» 提供抜粋:
撮像領域中を1つの所定の方向に移動する複数の対象物を追跡する計数装置1であって、経時的に変化する複数の対象物の位置を特定する位置情報を、複数の時間分取得する取得部151と、取得部151が取得した位置情報を、所定の手法で複数の集合に分類する分類部152と、分類部152の分類結果に基づいて、複数の対象物を追跡する追跡処理を行う追跡部153と、複数の対象物の移動速度に基づいて、取得部151が取得した位置情報を調整する調整部155と、を備え、分類部152は、調整部155が調整した位置情報に基づいて、取得部151が取得した位置情報を複数の集合に分類する。
前記推定手段は、前記取得手段が取得した位置情報に基づいて特定される1個以上の候補速度を決定し、決定した当該複数の候補速度のうちの1つの候補速度を、前記移動速度として推定する、
請求項2又は3に記載の追跡システム。
【発明の概要】
【発明が解決しようとする課題】
【0004】
しかしながら、特許文献1の技術においては、対象物が写っている画像について個々の対象物を画像認識した上で追跡していたので、画像認識に誤りが発生した場合に対象物を追跡できなくなる可能性があった。

» 記録データ:
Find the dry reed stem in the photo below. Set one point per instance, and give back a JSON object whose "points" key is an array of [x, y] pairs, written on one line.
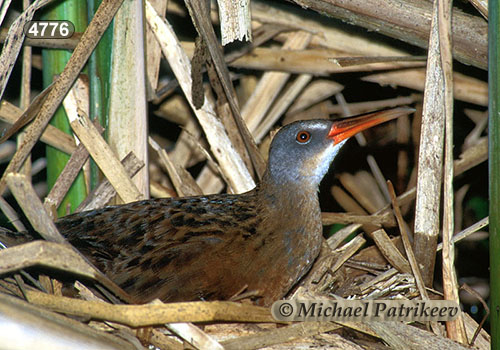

» 次の課題:
[1] 抜粋のうち、「撮像領域中を1つの所定の方向」を含む語句から始めて「請求項2又は3に記載の追跡システム。」の直後で止め、その範囲をそのまま書き写す。
[2] 抜粋について、次の問いに答える。
(a) 計数装置1で、取得部151が取得した位置情報を複数の集合に分類するのはどの部か。
(b) 推定手段は、決定した候補速度のうちの1つを何として推定するか。
(c) 特許文献1の技術では、どのような場合に対象物を追跡できなくなる可能性があったか。

» 課題ごとの解答:
[1]
撮像領域中を1つの所定の方向に移動する複数の対象物を追跡する計数装置1であって、経時的に変化する複数の対象物の位置を特定する位置情報を、複数の時間分取得する取得部151と、取得部151が取得した位置情報を、所定の手法で複数の集合に分類する分類部152と、分類部152の分類結果に基づいて、複数の対象物を追跡する追跡処理を行う追跡部153と、複数の対象物の移動速度に基づいて、取得部151が取得した位置情報を調整する調整部155と、を備え、分類部152は、調整部155が調整した位置情報に基づいて、取得部151が取得した位置情報を複数の集合に分類する。
前記推定手段は、前記取得手段が取得した位置情報に基づいて特定される1個以上の候補速度を決定し、決定した当該複数の候補速度のうちの1つの候補速度を、前記移動速度として推定する、
請求項2又は3に記載の追跡システム。

[2]
(a) 分類部152
(b) 移動速度
(c) 画像認識に誤りが発生した場合